ASSIGNED TASK –
Would you retype the records below exactly as they appear?

[Opening PROVIDED RECORDS section]

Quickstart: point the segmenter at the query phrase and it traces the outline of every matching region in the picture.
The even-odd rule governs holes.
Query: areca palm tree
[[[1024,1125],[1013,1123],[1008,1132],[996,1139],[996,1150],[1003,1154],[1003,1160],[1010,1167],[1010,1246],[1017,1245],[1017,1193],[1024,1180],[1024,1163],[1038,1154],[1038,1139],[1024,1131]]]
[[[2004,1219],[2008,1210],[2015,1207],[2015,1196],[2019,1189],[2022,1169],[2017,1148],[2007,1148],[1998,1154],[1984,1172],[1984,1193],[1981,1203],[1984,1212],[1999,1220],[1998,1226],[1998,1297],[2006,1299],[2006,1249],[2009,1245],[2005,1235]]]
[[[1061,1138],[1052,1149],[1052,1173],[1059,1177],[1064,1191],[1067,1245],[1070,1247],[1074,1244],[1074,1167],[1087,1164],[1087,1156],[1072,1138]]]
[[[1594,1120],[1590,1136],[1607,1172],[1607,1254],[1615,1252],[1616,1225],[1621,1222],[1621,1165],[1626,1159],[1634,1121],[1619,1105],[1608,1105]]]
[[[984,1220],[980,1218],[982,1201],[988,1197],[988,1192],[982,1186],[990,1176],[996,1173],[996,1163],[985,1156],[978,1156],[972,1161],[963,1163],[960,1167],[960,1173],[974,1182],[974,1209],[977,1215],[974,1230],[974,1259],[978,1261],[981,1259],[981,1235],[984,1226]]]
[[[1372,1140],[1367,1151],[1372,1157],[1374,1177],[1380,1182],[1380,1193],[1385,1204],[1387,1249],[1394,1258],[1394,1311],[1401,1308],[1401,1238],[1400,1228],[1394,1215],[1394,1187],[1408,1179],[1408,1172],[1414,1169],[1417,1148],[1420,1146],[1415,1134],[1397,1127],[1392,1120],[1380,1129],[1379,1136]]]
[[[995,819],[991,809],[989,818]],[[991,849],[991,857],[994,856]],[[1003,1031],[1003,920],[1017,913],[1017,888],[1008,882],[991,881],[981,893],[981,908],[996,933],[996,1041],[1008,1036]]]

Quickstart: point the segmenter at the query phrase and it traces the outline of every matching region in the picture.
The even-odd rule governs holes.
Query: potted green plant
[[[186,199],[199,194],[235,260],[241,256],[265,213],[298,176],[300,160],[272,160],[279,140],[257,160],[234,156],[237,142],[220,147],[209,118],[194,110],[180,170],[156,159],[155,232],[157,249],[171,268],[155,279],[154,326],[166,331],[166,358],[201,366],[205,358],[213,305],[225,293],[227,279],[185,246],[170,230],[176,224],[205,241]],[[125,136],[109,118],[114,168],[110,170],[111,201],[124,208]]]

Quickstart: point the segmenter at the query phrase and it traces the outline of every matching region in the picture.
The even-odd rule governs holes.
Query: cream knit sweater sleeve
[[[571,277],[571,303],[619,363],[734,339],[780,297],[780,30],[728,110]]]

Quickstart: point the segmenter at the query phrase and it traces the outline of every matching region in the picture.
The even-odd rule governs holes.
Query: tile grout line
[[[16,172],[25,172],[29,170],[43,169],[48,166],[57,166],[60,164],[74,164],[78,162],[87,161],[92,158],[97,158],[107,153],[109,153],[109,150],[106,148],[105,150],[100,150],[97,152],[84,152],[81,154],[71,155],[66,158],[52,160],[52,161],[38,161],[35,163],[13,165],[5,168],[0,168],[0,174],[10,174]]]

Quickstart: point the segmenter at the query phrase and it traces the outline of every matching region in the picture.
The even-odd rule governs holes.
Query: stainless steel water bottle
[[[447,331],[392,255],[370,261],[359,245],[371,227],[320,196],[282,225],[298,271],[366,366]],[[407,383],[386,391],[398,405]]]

[Closing PROVIDED RECORDS section]

EXERCISE SOLUTION –
Quickstart: point the segmenter at the query phrase and it traces the outline of every matching region in the picture.
The even-odd rule governs holes.
Query: areca palm tree
[[[1024,1125],[1013,1123],[1008,1132],[996,1139],[996,1150],[1003,1154],[1003,1160],[1010,1167],[1010,1246],[1017,1245],[1017,1193],[1024,1180],[1024,1163],[1038,1154],[1038,1139],[1024,1131]]]
[[[2004,1219],[2008,1210],[2015,1207],[2015,1196],[2019,1189],[2022,1169],[2017,1148],[2007,1148],[1998,1154],[1984,1172],[1984,1193],[1981,1203],[1984,1212],[1999,1220],[1998,1226],[1998,1297],[2006,1299],[2006,1249],[2009,1245],[2005,1235]]]
[[[1061,1138],[1052,1149],[1052,1173],[1059,1177],[1064,1191],[1067,1245],[1070,1247],[1074,1244],[1074,1167],[1087,1164],[1087,1156],[1072,1138]]]
[[[1594,1120],[1590,1136],[1607,1172],[1607,1254],[1615,1252],[1616,1225],[1621,1222],[1621,1165],[1626,1159],[1634,1121],[1619,1105],[1608,1105]]]
[[[984,1220],[980,1218],[982,1201],[988,1197],[988,1192],[982,1186],[990,1176],[996,1173],[996,1163],[985,1156],[978,1156],[972,1161],[963,1163],[960,1167],[960,1173],[974,1182],[974,1209],[977,1215],[974,1230],[974,1259],[978,1261],[981,1259],[981,1235],[984,1226]]]
[[[1372,1140],[1367,1151],[1372,1157],[1374,1177],[1380,1182],[1380,1193],[1385,1204],[1387,1249],[1394,1258],[1394,1311],[1401,1308],[1401,1238],[1400,1228],[1394,1215],[1394,1187],[1408,1179],[1408,1172],[1414,1169],[1417,1148],[1420,1146],[1415,1134],[1397,1127],[1392,1120],[1380,1129],[1379,1136]]]
[[[995,819],[991,809],[989,818]],[[991,849],[991,857],[994,856]],[[1003,1031],[1003,920],[1017,913],[1017,888],[1008,882],[991,881],[981,893],[981,908],[996,933],[996,1041],[1008,1036]]]

Quickstart: point the segmenter at the query phrase and it traces the outline of every matching region in the picture.
The even-odd rule governs holes.
Query: potted green plant
[[[186,199],[199,194],[235,260],[241,256],[265,213],[298,176],[300,160],[272,160],[279,140],[257,160],[234,156],[237,142],[220,147],[209,118],[194,110],[180,170],[156,159],[155,232],[157,249],[171,268],[155,279],[154,326],[166,331],[166,358],[201,366],[205,358],[213,305],[225,293],[227,279],[185,246],[170,230],[176,224],[205,241]],[[125,136],[109,118],[114,168],[110,170],[111,201],[124,208]]]

Quickstart: point the segmenter at the query phrase and it traces the outline of every matching region in the picture.
The even-odd rule governs holes.
Query: cream knit sweater sleeve
[[[571,277],[571,303],[619,363],[734,339],[780,297],[780,30],[728,110]]]

Quickstart: point the segmenter at the query phrase and it traces the outline of every matching region in the picture.
The even-odd rule governs holes.
Query: tile grout line
[[[16,172],[25,172],[29,170],[43,169],[48,166],[57,166],[60,164],[74,164],[78,162],[87,161],[92,158],[97,158],[107,153],[109,153],[109,150],[106,148],[105,150],[100,150],[97,152],[84,152],[81,154],[71,155],[66,158],[52,160],[52,161],[38,161],[35,163],[13,165],[5,168],[0,168],[0,174],[10,174]]]

Quickstart: point the segmenter at the query phrase and it traces the outline of every matching region in the picture.
The even-odd rule governs holes.
Query: stainless steel water bottle
[[[447,331],[392,255],[370,261],[359,245],[371,227],[320,196],[282,225],[298,271],[366,366]],[[407,383],[386,391],[398,405]]]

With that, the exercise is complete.